_EXCERPTED PASSAGE_

The loonie (French: huard), formally the Canadian one-dollar coin, is a gold-coloured coin of the Canadian dollar that was introduced in 1987 and is produced by the Royal Canadian Mint at its facility in Winnipeg. The most prevalent versions of the coin show a common loon, a bird found throughout Canada, on the reverse and Queen Elizabeth II, the nation's head of state, on the obverse. Various commemorative and specimen-set editions of the coin with special designs replacing the loon on the reverse have been minted over the years.

The coin's outline is an 11-sided Reuleaux polygon. Its diameter of 26.5 mm and its 11-sidedness matched that of the already-circulating Susan B. Anthony dollar in the United States, and its thickness of 1.95 mm was a close match to the latter's 2.0 mm. Its gold colour differed from the silver-coloured Anthony dollar; however, the succeeding Sacagawea and Presidential dollars matched the loonie's overall hue. Other coins using a non-circular curve of constant width include the 7-sided British twenty pence and fifty pence coins (the latter of which has similar size and value to the loonie, but is silver in colour).

After its introduction, the coin became a metonym for the Canadian dollar: media often discuss the rate at which the loonie is trading against other currencies. The nickname loonie became so widely recognized that in 2006, the Royal Canadian Mint secured the rights to it. When the Canadian two-dollar coin was introduced in 1996, it was in turn nicknamed the "toonie" (a portmanteau of "two" and "loonie").

_REQUIREMENT 1_
Answer these from the passage on the loonie:
(a) In what year was the coin introduced?
(b) How thick is the coin?
(c) In what year did the Royal Canadian Mint secure the rights to the nickname?
The passage and the entries were drawn from unrelated sources.

_RECORDS TO USE_
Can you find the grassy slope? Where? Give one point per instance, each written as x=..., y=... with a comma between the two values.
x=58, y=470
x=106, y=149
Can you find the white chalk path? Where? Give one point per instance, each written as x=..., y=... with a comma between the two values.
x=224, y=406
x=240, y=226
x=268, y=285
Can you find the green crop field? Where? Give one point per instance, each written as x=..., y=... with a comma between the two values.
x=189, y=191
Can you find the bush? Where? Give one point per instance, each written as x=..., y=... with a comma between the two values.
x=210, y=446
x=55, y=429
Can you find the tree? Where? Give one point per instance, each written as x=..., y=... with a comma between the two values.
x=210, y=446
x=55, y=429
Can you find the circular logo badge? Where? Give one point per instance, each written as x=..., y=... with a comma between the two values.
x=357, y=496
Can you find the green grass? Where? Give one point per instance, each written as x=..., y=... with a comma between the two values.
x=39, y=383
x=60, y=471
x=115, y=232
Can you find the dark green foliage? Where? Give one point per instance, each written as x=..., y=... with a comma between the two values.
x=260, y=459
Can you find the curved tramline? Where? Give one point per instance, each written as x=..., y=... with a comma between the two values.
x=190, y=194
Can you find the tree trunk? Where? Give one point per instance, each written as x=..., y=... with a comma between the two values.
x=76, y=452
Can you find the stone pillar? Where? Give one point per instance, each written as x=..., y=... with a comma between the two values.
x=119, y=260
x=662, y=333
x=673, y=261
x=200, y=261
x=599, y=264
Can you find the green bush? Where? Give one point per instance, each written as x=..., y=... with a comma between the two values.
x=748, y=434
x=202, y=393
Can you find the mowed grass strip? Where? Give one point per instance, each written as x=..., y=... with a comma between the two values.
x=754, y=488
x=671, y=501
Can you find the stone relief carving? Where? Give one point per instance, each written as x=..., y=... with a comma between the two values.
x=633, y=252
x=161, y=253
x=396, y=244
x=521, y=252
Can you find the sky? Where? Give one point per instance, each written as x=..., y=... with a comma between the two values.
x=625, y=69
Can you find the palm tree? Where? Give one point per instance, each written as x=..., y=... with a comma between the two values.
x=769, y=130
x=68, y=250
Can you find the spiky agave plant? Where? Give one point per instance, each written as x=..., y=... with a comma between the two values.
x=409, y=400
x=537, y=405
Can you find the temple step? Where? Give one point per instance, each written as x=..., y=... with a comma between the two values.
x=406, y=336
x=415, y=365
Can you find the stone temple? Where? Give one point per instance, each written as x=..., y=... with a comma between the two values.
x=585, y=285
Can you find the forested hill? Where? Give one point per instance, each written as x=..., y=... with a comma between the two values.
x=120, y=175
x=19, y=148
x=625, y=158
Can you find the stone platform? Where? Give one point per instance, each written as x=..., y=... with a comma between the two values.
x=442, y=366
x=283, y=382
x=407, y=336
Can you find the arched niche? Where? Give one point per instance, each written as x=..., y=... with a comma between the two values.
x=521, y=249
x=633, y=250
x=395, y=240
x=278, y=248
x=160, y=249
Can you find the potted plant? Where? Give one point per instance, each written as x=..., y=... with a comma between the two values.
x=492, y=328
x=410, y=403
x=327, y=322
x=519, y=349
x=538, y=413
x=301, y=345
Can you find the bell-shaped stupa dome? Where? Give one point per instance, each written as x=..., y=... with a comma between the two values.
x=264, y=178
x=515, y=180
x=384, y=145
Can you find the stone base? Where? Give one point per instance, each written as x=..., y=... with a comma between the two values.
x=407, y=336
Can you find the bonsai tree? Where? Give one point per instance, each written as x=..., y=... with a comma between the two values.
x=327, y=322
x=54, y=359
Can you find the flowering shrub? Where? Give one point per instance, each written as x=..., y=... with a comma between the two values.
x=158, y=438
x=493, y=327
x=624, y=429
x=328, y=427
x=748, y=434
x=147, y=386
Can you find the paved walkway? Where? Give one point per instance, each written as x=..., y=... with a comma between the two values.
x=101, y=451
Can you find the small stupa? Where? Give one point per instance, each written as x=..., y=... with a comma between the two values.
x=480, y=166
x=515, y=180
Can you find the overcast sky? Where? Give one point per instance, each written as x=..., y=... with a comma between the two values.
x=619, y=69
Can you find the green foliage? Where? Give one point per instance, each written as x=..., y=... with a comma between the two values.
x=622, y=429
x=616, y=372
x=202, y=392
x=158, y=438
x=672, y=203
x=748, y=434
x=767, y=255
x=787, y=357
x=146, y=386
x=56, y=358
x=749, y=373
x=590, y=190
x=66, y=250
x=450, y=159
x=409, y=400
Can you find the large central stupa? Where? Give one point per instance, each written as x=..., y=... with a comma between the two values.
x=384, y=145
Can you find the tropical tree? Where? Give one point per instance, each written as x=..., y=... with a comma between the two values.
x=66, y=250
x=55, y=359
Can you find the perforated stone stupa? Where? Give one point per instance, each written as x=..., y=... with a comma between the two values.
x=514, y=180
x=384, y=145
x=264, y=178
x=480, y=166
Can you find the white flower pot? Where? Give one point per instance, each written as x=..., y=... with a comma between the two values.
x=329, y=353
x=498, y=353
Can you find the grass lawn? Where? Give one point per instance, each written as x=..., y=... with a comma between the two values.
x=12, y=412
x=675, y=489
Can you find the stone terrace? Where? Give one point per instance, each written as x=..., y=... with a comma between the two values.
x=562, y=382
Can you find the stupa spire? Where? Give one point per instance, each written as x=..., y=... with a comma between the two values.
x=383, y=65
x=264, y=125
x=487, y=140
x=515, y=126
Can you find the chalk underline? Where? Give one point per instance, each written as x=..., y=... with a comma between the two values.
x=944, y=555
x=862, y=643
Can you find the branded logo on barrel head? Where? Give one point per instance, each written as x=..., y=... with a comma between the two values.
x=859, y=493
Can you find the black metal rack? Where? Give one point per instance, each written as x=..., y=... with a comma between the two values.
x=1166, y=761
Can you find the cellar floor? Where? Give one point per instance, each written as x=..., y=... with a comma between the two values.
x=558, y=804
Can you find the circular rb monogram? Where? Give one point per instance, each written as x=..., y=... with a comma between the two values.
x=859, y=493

_REQUIREMENT 2_
Return the entry lines from the one containing "Can you find the green crop" through the one containing "x=190, y=194", both included, reproducing each line unchanged.

_FINAL RESULT 1_
(a) 1987
(b) 1.95 mm
(c) 2006

_FINAL RESULT 2_
Can you find the green crop field? Where? Give one point per instance, each written as x=..., y=... with a comma between the two values.
x=189, y=191
Can you find the bush? Where? Give one point per instance, each written as x=..., y=... with a comma between the two values.
x=210, y=446
x=55, y=429
Can you find the tree? Where? Give one point per instance, each written as x=..., y=... with a comma between the two values.
x=210, y=446
x=55, y=429
Can you find the circular logo badge? Where? Give one point per instance, each written as x=..., y=... with a comma between the two values.
x=357, y=496
Can you find the green grass? Where? Give one point per instance, each written as x=..., y=... with a comma between the two values.
x=39, y=383
x=60, y=471
x=115, y=232
Can you find the dark green foliage? Where? Give one point per instance, each written as x=..., y=... with a comma between the two values.
x=260, y=459
Can you find the curved tramline? Where? Give one point per instance, each written as x=..., y=... with a comma between the two values.
x=190, y=194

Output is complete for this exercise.